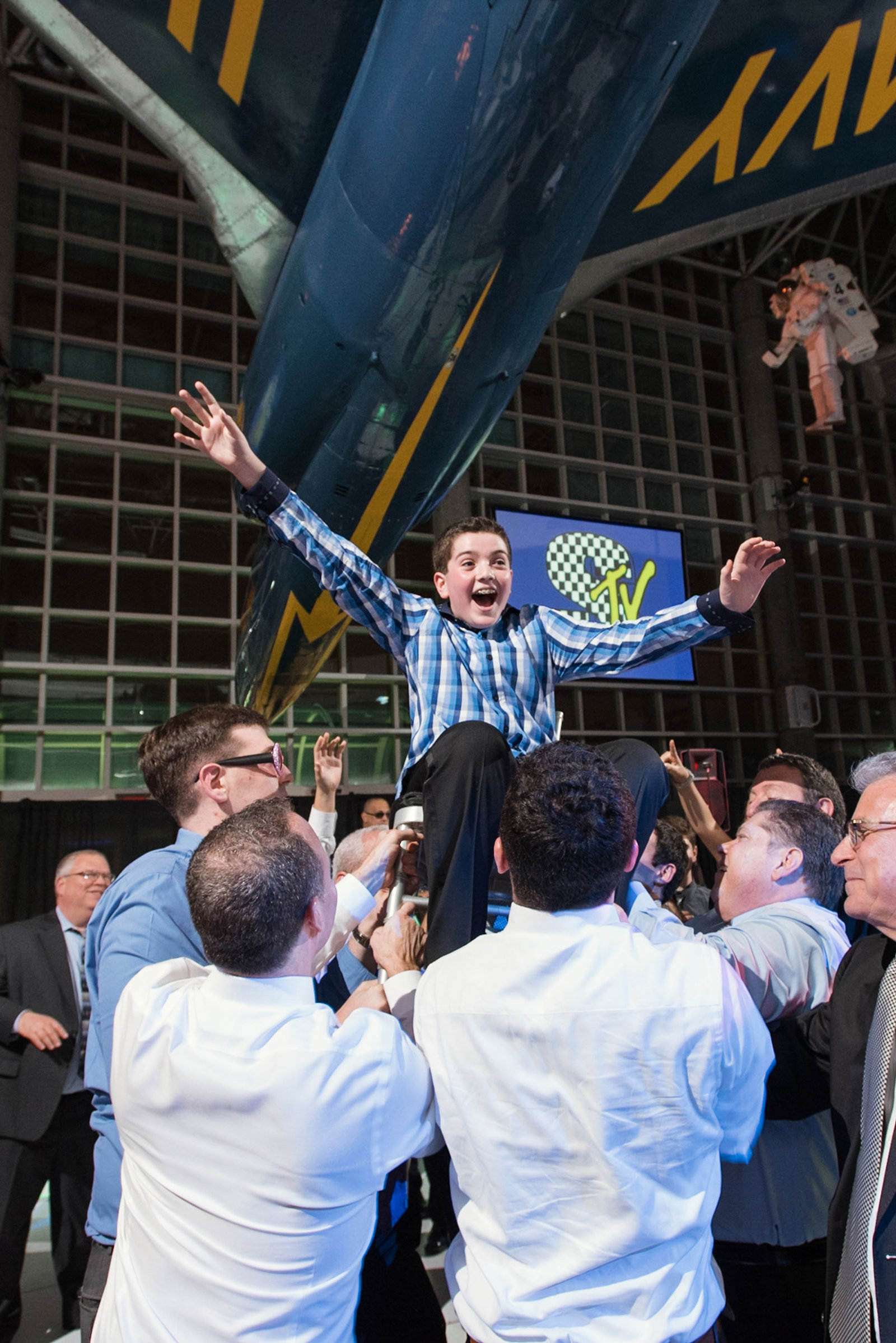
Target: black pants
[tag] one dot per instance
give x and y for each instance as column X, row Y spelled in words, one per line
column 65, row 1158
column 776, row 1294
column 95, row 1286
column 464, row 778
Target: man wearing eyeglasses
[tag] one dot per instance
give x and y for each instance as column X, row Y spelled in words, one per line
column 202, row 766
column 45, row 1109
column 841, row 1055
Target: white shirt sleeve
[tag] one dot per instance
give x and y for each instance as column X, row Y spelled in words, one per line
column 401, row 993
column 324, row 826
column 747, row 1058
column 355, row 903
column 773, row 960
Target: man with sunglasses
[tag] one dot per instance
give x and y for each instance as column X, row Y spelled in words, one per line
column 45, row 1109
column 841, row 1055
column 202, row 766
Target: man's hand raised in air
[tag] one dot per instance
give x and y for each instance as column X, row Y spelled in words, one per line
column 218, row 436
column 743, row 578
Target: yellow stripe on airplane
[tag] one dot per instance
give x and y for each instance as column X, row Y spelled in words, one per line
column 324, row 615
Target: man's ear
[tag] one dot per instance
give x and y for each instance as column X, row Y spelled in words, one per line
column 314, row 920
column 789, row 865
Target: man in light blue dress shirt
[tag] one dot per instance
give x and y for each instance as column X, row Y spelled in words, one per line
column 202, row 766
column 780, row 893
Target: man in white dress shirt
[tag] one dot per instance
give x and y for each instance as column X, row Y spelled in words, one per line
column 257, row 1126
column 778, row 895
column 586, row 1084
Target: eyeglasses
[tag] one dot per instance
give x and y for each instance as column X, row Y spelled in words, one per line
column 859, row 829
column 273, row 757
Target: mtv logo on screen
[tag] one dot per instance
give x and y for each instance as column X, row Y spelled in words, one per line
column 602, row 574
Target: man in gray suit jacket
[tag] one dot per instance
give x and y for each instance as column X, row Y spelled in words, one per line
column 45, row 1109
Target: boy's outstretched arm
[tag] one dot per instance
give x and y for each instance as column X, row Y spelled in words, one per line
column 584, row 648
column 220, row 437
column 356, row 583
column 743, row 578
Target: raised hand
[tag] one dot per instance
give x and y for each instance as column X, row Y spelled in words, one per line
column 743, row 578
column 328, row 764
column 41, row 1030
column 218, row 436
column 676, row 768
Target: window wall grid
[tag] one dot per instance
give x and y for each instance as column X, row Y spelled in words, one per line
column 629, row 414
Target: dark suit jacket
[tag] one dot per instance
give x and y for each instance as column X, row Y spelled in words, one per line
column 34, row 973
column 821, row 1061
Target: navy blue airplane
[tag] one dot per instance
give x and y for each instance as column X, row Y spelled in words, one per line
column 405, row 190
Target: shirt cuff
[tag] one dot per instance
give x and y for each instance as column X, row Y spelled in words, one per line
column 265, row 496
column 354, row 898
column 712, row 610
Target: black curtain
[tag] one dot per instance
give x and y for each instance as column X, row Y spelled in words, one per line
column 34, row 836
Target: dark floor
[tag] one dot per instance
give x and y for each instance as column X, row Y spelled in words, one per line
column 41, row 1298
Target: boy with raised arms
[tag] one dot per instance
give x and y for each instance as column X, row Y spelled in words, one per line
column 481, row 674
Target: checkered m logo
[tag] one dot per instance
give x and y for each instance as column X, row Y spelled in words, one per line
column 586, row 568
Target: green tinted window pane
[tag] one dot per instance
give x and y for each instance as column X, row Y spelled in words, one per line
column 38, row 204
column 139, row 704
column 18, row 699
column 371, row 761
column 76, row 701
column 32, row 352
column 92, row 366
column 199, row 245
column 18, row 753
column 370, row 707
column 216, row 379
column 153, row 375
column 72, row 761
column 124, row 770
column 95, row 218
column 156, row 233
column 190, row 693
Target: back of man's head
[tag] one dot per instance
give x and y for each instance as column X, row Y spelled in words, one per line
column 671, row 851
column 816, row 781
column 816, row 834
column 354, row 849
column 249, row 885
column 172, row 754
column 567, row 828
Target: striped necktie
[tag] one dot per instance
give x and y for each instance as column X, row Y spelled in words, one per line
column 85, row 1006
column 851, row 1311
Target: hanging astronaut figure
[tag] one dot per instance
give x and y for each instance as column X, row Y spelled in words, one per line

____

▸ What is needed
Put all of the records above into a numbered list with no blank lines, and leave the pictures out.

▸ Result below
1. Target: black pants
2. [tag] one dot per instance
3. give x and y for each instance as column X, row Y spelled in words, one per line
4. column 65, row 1158
5. column 776, row 1294
6. column 95, row 1286
7. column 464, row 778
8. Target: man wearing eyeglasses
9. [tag] one dot per instance
10. give x and y for each instance as column X, row Y spelled in words, one per line
11. column 202, row 766
12. column 45, row 1109
13. column 841, row 1055
14. Target: white shirt sleeve
15. [tag] one dot per instance
16. give x and y for each instance as column X, row Y spelled in words, one per line
17. column 401, row 993
18. column 324, row 826
19. column 747, row 1058
20. column 355, row 903
21. column 773, row 960
22. Target: man with sunglasses
23. [tag] one dot per instance
24. give x and y for each instance as column X, row Y spelled in words, one per line
25. column 45, row 1109
26. column 841, row 1055
27. column 202, row 766
28. Target: man's hand raised in air
29. [tag] one dot per instance
30. give x and y for each instance as column X, row Y spelled in words, one per line
31. column 218, row 436
32. column 743, row 578
33. Target: yellow stripe on airplane
34. [tag] one dot per instance
35. give x and y for each instance as column X, row Y spelled in words, one per line
36. column 324, row 615
37. Target: man's ear
38. [tag] one dot per instance
39. give x and y for each instance as column X, row Y spelled in words, one per line
40. column 314, row 920
41. column 789, row 865
42. Target: man in light blue dress shirt
43. [tag] one dot per instance
44. give x and y for each instance as column X, row Y spelled in words, one per line
45. column 202, row 766
46. column 780, row 893
47. Target: man in white dress shirt
48. [tag] one dot per instance
49. give x and y for each instance as column X, row Y spelled in words, one per line
50. column 257, row 1126
51. column 778, row 895
52. column 586, row 1084
53. Target: eyeglasses
54. [tag] one dot per instance
55. give x and y for each instance as column X, row Y spelled in words, one per line
56. column 859, row 829
57. column 273, row 757
58. Target: mtv logo on screen
59. [tag] one dot per instance
60. give x and y for each instance as column X, row Y spelled in words, one per line
61. column 602, row 574
62. Target: man in gray suit jacket
63. [tag] one dot per instance
64. give x and y for each instance as column X, row Y spelled in words, one per line
65. column 45, row 1109
66. Target: boy's outstretched arm
67. [tag] one dot per instance
68. give x and y for each instance as column X, row Y spelled in words, one per line
69. column 584, row 648
70. column 220, row 437
71. column 356, row 583
72. column 743, row 578
73. Target: raised hand
74. [tag] one dot per instance
75. give x and y for each instance as column X, row Y spelled in words, one per line
76. column 743, row 578
77. column 328, row 764
78. column 41, row 1030
79. column 218, row 436
80. column 676, row 768
81. Target: window wall grid
82. [tag] one dot per instance
83. give x and y for each instance as column X, row Y spelled in words, one per line
84. column 629, row 414
85. Target: dark suit jacket
86. [tag] one dot per instance
87. give x and y for each instance as column X, row Y spelled in words, one per line
88. column 34, row 973
89. column 821, row 1061
90. Target: navy blue airplane
91. [tag] one dot per instance
92. give x and y for each instance as column X, row Y spelled in words, one per line
93. column 405, row 190
94. Target: shirt cuff
95. [tag] one dot per instance
96. give x and y for each instance as column X, row Y spelled in words, one per line
97. column 265, row 496
98. column 354, row 898
99. column 712, row 610
100. Target: black curtain
101. [tag] one dot per instance
102. give x and y for each instance as column X, row Y spelled in words, one per line
103. column 34, row 836
104. Target: dark floor
105. [tag] one dot per instance
106. give x and y for each instance as column X, row Y spelled in words, one per line
107. column 41, row 1298
108. Target: boy with raised arms
109. [tag] one dot per instance
110. give x and y for each instance as column X, row Y spelled in words, one per line
111. column 481, row 674
112. Target: checkered m logo
113. [tag] one dot per instance
114. give x and y for each instance as column X, row Y spelled in words, one per line
115. column 586, row 568
116. Target: green tinted window pane
117. [tag] one dot per instance
118. give x and y for each instance as column X, row Y spelled in words, one per line
119. column 38, row 204
120. column 139, row 704
121. column 18, row 699
122. column 371, row 761
123. column 76, row 701
124. column 32, row 352
125. column 92, row 366
126. column 199, row 245
127. column 18, row 753
128. column 370, row 707
129. column 216, row 379
130. column 153, row 375
131. column 72, row 761
132. column 124, row 770
133. column 95, row 218
134. column 156, row 233
135. column 190, row 693
136. Target: back of man's head
137. [tag] one dot per instance
138. give x and y for each instance as column X, row Y spelled in words, one per line
139. column 671, row 851
140. column 816, row 781
141. column 816, row 834
142. column 354, row 849
143. column 249, row 885
144. column 172, row 754
145. column 567, row 828
146. Target: striped necktie
147. [tag] one dot per instance
148. give x and y for each instance as column X, row Y spelled in words, one per line
149. column 85, row 1006
150. column 851, row 1311
151. Target: hanging astronaut figure
152. [tag] one dot per instance
153. give x and y for each instance as column X, row Y spelled in words, one per line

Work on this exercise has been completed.